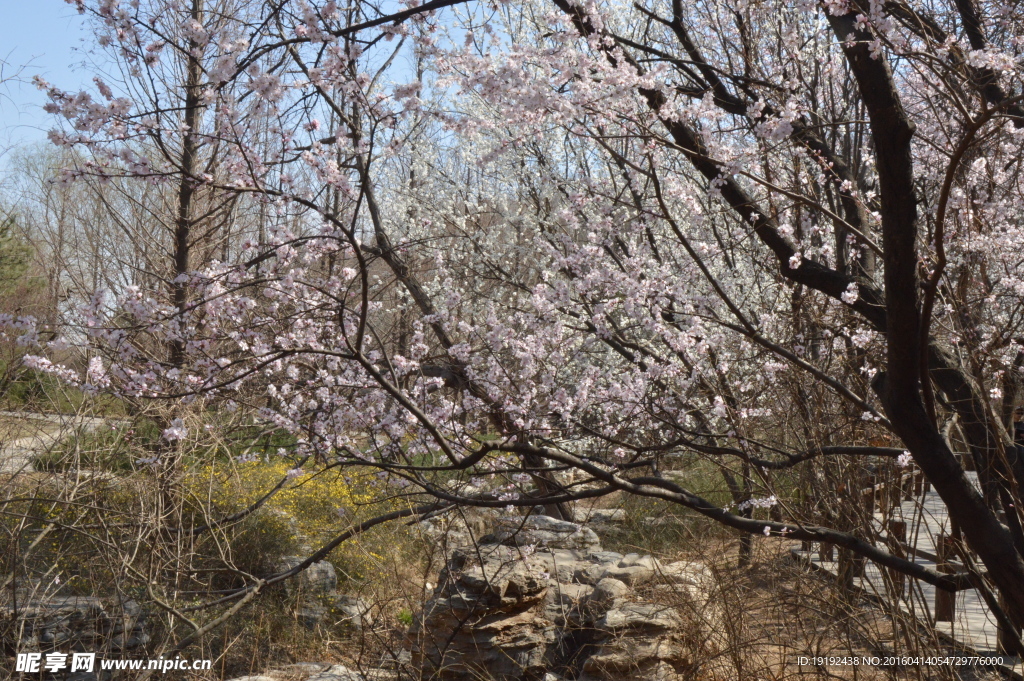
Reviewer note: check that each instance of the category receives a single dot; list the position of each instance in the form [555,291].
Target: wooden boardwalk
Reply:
[973,628]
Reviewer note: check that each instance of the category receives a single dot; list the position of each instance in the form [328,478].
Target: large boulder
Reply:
[545,601]
[542,531]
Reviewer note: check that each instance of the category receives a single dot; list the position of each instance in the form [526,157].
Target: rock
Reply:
[354,611]
[486,619]
[337,673]
[79,624]
[691,573]
[607,592]
[316,581]
[639,616]
[313,588]
[507,613]
[544,531]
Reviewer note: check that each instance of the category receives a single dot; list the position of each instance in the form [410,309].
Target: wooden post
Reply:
[869,494]
[857,561]
[897,531]
[1006,643]
[945,601]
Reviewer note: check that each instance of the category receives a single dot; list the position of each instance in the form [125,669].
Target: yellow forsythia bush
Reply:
[312,508]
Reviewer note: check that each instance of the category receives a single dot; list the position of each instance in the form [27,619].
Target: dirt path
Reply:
[24,436]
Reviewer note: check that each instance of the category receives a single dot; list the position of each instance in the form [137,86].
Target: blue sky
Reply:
[46,38]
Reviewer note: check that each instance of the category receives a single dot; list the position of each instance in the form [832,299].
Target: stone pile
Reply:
[538,599]
[314,591]
[78,624]
[542,599]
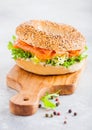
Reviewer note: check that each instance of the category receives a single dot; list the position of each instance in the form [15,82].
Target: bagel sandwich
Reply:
[48,48]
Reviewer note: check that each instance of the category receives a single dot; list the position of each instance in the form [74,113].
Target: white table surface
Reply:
[77,13]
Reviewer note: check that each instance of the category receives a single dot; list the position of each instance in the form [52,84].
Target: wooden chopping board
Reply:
[32,87]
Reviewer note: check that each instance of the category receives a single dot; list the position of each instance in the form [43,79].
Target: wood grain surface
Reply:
[32,87]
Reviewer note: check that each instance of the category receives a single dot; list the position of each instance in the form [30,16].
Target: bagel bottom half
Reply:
[40,69]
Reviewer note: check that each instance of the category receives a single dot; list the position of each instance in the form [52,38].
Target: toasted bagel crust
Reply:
[48,69]
[49,35]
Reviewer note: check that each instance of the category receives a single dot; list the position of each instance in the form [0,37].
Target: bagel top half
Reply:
[49,35]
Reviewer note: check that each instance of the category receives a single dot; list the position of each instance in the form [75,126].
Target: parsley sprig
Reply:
[47,102]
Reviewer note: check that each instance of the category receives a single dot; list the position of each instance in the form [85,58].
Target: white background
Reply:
[77,13]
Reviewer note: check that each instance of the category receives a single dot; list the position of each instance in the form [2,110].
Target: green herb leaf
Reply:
[47,102]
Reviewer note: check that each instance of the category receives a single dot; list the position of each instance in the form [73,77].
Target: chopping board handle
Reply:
[25,102]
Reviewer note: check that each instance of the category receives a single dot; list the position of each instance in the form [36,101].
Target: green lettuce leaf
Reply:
[18,53]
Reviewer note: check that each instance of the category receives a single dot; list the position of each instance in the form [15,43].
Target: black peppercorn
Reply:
[69,111]
[46,115]
[40,106]
[65,122]
[75,114]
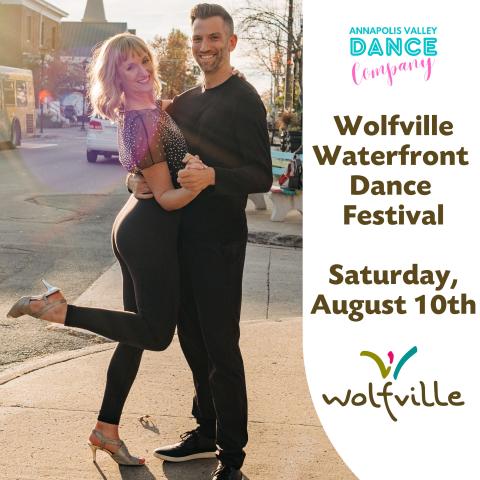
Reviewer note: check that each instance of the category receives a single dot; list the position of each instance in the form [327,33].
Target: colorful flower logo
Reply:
[384,370]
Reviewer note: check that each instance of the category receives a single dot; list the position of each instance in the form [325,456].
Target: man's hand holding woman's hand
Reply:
[196,176]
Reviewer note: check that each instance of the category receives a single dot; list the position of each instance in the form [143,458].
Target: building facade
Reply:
[29,29]
[79,39]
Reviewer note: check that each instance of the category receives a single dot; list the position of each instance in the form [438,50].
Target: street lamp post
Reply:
[84,89]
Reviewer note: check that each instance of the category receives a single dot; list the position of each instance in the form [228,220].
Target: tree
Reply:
[175,63]
[276,41]
[57,76]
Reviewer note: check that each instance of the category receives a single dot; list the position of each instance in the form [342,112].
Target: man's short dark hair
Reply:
[208,10]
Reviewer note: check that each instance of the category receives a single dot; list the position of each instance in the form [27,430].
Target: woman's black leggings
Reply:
[144,241]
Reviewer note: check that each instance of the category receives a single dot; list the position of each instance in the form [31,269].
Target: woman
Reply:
[124,87]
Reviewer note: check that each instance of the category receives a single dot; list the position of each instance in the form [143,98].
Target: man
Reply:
[224,123]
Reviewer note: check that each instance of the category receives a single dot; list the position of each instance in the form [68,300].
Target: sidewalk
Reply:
[48,407]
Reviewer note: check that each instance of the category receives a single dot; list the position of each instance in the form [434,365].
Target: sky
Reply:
[158,17]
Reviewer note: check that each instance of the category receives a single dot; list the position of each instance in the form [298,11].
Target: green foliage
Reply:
[175,63]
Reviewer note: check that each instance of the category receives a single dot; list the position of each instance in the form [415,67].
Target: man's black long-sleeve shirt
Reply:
[226,127]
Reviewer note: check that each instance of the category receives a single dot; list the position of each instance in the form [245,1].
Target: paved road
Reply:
[55,221]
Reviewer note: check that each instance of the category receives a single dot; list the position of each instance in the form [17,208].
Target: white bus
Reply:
[17,105]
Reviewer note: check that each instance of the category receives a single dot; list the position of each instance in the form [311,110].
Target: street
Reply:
[55,222]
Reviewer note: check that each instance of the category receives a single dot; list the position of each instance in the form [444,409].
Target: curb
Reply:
[60,357]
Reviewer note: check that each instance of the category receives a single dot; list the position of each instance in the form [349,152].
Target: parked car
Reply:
[101,139]
[290,140]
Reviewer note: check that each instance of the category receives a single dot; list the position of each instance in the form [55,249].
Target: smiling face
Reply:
[136,74]
[212,43]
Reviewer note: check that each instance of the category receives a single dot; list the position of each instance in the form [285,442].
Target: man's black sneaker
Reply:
[193,445]
[225,472]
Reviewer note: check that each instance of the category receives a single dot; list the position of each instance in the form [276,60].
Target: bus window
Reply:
[9,93]
[21,93]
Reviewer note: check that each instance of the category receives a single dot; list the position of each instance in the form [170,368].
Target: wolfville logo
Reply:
[420,395]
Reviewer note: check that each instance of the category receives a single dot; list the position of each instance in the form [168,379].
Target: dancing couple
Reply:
[181,237]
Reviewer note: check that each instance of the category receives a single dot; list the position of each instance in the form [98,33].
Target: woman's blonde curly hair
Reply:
[105,92]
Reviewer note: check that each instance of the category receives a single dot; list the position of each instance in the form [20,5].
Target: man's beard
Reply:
[210,67]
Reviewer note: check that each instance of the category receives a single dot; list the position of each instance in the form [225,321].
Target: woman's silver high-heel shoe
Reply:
[23,307]
[121,456]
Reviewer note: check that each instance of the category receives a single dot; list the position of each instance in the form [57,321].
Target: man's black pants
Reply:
[209,332]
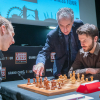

::::::

Exercise description:
Report every line in the items above that contains the string "black", and copy each such line in full. Case counts.

Answer to the exercise:
Target: black peppercorn
Target: woman's black leggings
Target: man's black long-sleeve shirt
Target: man's black sneaker
Target: man's black pants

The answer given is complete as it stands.